= DIRECTION =
Print the following records verbatim, every one of them, omitting the pictures from your output.

= Annotated coordinate records =
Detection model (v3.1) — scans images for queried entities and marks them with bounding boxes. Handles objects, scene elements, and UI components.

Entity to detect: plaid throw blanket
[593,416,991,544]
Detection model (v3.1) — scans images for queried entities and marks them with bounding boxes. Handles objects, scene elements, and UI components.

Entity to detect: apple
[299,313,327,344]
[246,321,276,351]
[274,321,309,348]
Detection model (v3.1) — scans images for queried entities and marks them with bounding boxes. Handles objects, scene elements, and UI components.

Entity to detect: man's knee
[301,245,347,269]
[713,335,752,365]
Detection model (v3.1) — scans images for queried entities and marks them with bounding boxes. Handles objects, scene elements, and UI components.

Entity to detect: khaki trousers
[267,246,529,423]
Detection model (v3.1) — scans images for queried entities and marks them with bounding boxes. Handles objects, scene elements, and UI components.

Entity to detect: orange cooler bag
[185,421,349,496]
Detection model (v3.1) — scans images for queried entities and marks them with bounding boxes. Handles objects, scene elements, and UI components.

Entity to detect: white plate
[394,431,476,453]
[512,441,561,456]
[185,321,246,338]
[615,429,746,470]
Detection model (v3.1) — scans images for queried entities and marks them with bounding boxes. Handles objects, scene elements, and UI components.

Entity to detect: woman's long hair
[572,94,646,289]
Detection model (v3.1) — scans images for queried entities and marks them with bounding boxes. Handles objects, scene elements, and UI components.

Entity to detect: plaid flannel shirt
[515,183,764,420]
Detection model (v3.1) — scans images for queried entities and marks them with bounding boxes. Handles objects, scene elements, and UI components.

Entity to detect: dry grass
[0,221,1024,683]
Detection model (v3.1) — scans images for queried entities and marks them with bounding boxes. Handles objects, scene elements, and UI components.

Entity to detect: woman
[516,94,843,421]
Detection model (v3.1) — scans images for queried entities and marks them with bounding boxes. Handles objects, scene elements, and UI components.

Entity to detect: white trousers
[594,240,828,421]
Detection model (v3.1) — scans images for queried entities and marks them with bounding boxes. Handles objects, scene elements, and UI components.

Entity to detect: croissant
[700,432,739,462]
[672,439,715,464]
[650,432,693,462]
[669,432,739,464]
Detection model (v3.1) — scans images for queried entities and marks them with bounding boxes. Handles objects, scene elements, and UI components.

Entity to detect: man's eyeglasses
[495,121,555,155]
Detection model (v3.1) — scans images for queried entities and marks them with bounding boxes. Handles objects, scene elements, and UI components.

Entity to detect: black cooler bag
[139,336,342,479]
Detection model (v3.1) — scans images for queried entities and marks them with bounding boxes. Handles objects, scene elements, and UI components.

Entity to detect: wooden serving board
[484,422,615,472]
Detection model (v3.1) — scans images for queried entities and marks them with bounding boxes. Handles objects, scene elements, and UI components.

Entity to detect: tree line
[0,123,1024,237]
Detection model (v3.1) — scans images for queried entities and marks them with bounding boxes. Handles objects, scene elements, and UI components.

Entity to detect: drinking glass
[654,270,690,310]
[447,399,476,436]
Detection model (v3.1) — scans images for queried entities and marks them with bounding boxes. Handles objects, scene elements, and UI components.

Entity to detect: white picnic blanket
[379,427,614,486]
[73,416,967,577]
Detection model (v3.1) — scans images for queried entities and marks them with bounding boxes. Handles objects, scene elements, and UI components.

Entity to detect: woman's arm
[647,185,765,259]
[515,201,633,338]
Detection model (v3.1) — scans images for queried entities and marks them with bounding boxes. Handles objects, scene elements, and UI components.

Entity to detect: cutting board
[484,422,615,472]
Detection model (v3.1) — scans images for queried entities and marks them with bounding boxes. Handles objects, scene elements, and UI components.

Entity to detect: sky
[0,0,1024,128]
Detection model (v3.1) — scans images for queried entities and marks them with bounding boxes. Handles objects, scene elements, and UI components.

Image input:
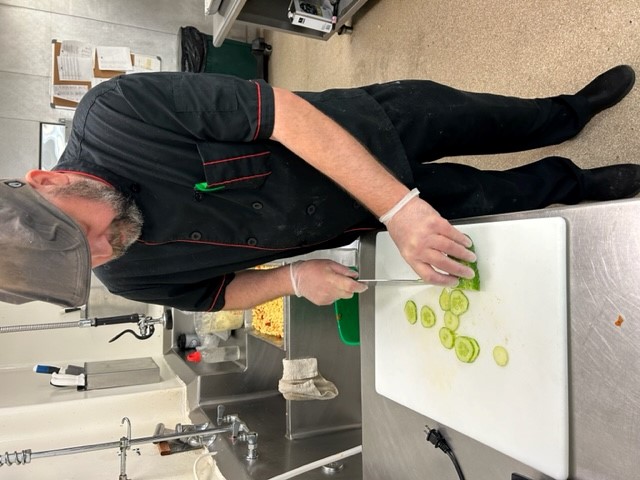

= REPLY =
Detection model (v3.1) — scans images for queried entities and marks them with bounding boxes. Handles objects, scene elements, and UI components.

Entity to detect: plaid throw blanket
[593,416,991,544]
Detection model (v3.1) — scans images for queried entities and marks them with bounding boxes. Handles objects, scene elements, and UI components.

Entity to detect: apple
[299,313,327,344]
[246,321,276,351]
[274,321,309,348]
Detection model (v3.1) — scans images for queried entities and marks them with bounding boxes. Handles objects, scene elements, and UI components.

Entity to detect: man's knee
[301,245,347,269]
[713,335,752,365]
Detection model (v3.1) — scans images for queried entities and marks them with bounding boxes. Handles objects, scene elements, and UI components.

Entity to detect: khaki trousers
[267,246,529,423]
Detection model (v3.1) — scans images for queried entities and marks them with bounding boxes. Handles objects, scene elements, and UI components.

Entity to detect: orange cooler bag
[185,421,349,496]
Detection model (v3.1) — scans images for queried entities and marks them with bounding boxes. Handles objects, scene elements, and UI components.

Entity to detect: white plate
[394,431,476,453]
[512,441,561,456]
[185,321,246,338]
[615,429,746,470]
Detection model (v3.1) — scans images for queried entities and marks them with bounding boxes. Handles objects, scene elements, and UI components.

Entity to detect: woman's long hair
[572,94,646,289]
Detection model (v3.1) — scans images for queried entities and marks them with bounding boxes. Handles objects, scene elements, and UI components.

Entity to detect: plaid flannel shirt
[515,183,764,420]
Detection model (v3.1) — scans images for queried entities and marks them with bounding boxes. Handles objects, scene elements, and UI components.

Entity to detect: dry grass
[0,221,1024,683]
Detection model (v3.1) — scans images for queried entities and marks them with bounding boxes. Handles objects, scene elements, and UI components.

Entity to detect: woman
[516,94,843,421]
Detection model (v3.1) — scans images for queried entities and marks them with bounding boxes. Handles objects, scene elements, and UI components.

Entity to detect: white trousers
[594,240,828,421]
Detection model (v3.1) — scans images for queried entities and marks them with bounding boxes. Handles objects, scene elements, and UI components.

Entity to detect: croissant
[700,432,739,462]
[672,439,715,464]
[650,432,693,462]
[669,432,739,464]
Detection model (v3.1) — scans images for queried entities and marks them with bounding boxes. Handles objects, scene elements, and UI components.

Entity to detect: man's eyeglasses
[495,121,555,155]
Detection model (v3.1) — scans images for queried entities and marks them with bounding boxes. Handles objects, scene elements, and UI components.

Entity to detect: black cooler bag
[139,336,342,479]
Detection model (v3.1) — scans images for queried entities and marks them with bounding boxes. Handles objects, scene elements, and UI components.

Entity to detect: wooden serving board
[484,422,615,472]
Detection model (v3.1) — scans images for queried entities and marks them with bounding boxes. Handles objects, scene elements, and UI components.

Entity to detect: tree line
[0,123,1024,237]
Detection model (v3.1) — scans images for queried entities and marks them with bounding boxes. Handles objects, scene elements, and UI components.

Entity to detect: drinking glass
[654,270,690,310]
[447,399,476,436]
Detection model (v3.1) — scans images for queried entities and marks them with bounding boxes. Handles objects, scene elements, and UI components.

Entity to detect: white picnic blanket
[379,427,614,486]
[73,416,967,577]
Detection model (v3.1) — scans images for queried entities and marks them with bounding boxes. Handles objects, scene elements, and UI components.

Entity to detect: woman's arm
[647,185,765,259]
[515,201,633,338]
Detection model (v3.1) — scans images for queried entities and marks them with bounding boxes. Handles objects, scene elements, and UI components.

Entity to detect: cutting board
[484,422,615,472]
Detection model (v3.1) — scans images for queried entities and marks them with bounding boxes. Handles objects, scene elements, and UI components.

Entity to detect: sky
[0,0,1024,128]
Detection model (v3.1) — scans images for queried entities and marks them with bounding boxes. Handles objects, scene elements, and UI components.

Image input:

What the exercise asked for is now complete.